**TASK:** Which lines in the material below contain the string "pavement"? Locate every one and copy it out, matching case exactly.
───── INFORMATION GIVEN ─────
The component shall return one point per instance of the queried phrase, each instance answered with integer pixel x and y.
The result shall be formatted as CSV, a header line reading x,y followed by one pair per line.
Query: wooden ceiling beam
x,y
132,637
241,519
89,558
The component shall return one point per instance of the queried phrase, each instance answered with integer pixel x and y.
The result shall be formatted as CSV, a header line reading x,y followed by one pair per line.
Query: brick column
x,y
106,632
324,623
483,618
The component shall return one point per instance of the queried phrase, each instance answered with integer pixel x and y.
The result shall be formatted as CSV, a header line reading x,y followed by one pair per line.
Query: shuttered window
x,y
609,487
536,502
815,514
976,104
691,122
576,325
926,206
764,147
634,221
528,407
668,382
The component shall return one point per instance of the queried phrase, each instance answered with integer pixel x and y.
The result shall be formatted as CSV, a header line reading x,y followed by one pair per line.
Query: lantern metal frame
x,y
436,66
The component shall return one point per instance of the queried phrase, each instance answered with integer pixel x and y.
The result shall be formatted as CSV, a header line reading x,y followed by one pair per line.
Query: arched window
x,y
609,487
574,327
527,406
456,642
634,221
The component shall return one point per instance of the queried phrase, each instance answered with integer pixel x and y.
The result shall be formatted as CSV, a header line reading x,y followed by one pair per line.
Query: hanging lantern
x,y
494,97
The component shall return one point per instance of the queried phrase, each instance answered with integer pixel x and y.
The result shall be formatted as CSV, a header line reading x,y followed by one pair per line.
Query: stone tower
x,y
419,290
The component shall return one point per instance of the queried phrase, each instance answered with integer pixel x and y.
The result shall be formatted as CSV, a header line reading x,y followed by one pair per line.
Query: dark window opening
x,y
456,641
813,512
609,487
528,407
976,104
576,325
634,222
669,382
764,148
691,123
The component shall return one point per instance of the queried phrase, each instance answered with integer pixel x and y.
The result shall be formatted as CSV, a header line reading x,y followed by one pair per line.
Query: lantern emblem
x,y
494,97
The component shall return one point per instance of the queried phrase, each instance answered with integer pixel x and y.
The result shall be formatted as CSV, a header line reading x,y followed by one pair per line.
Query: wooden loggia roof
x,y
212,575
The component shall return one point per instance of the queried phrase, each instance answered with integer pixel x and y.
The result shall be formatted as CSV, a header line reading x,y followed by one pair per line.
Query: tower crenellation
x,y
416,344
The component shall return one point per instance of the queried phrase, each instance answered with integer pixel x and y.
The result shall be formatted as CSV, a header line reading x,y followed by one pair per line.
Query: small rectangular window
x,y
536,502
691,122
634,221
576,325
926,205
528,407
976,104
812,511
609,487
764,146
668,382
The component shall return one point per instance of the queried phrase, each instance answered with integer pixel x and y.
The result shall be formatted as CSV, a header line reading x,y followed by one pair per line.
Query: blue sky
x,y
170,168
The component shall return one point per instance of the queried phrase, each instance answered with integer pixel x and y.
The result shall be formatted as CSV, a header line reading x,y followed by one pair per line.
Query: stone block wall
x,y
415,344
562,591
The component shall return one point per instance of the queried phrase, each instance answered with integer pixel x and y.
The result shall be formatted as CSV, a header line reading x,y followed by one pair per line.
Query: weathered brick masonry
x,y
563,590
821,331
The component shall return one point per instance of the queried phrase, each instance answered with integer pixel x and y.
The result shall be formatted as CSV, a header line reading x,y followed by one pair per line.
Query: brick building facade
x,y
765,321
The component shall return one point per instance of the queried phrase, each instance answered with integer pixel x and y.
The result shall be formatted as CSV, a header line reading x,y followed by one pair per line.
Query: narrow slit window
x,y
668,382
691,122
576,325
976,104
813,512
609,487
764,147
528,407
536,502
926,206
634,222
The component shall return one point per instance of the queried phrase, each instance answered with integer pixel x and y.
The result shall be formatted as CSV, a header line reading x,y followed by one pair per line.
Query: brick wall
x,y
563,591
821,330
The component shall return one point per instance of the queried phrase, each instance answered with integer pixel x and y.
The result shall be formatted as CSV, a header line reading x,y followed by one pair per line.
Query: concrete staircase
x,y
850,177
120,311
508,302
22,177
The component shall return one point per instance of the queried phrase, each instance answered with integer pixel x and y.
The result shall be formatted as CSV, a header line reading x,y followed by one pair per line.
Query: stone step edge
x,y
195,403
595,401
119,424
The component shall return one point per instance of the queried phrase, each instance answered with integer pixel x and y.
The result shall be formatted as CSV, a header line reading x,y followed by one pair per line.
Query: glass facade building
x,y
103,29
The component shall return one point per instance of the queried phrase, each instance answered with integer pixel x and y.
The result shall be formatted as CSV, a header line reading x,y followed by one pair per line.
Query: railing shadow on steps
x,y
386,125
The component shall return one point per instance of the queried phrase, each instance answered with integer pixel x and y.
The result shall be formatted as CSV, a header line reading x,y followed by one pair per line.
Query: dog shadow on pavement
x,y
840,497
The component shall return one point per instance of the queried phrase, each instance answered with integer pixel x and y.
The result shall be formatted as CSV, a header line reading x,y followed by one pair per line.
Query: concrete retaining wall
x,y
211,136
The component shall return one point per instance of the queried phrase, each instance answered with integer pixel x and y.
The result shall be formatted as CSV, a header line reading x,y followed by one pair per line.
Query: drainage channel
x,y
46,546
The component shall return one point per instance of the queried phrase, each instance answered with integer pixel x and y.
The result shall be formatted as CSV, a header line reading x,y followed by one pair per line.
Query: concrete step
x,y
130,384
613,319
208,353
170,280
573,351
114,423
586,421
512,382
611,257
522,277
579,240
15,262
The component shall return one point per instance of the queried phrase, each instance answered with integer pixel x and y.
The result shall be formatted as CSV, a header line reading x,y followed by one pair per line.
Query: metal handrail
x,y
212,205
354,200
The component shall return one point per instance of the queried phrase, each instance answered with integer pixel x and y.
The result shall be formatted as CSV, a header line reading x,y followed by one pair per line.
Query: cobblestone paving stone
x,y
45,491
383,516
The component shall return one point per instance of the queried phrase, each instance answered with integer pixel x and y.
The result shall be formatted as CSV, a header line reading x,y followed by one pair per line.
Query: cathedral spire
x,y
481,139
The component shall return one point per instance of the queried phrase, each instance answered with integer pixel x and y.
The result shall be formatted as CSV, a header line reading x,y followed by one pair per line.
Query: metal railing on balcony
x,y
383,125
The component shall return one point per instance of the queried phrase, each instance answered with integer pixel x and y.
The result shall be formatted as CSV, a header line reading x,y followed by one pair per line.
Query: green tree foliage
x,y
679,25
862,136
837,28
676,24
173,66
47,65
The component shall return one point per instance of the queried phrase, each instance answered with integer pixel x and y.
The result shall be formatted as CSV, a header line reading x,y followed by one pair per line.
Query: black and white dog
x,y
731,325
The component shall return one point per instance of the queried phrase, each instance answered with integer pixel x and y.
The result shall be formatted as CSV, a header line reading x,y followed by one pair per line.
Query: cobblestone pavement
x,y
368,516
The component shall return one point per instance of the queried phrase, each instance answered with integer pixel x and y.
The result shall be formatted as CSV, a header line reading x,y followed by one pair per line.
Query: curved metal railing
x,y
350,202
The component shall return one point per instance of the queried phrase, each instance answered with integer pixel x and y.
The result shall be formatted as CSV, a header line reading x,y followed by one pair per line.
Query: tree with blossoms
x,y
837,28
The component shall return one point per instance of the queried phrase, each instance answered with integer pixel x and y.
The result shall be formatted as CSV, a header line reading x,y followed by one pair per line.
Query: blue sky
─────
**TASK SOLUTION:**
Query: dog shadow on pavement
Query: cobblestone pavement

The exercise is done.